Write out all of the listing exactly. Add nothing to it.
Start of Block
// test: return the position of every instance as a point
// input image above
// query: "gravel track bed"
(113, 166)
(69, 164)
End of Block
Written solution
// test: return the position of every instance as a point
// input image above
// query: "gravel track bed"
(113, 166)
(69, 164)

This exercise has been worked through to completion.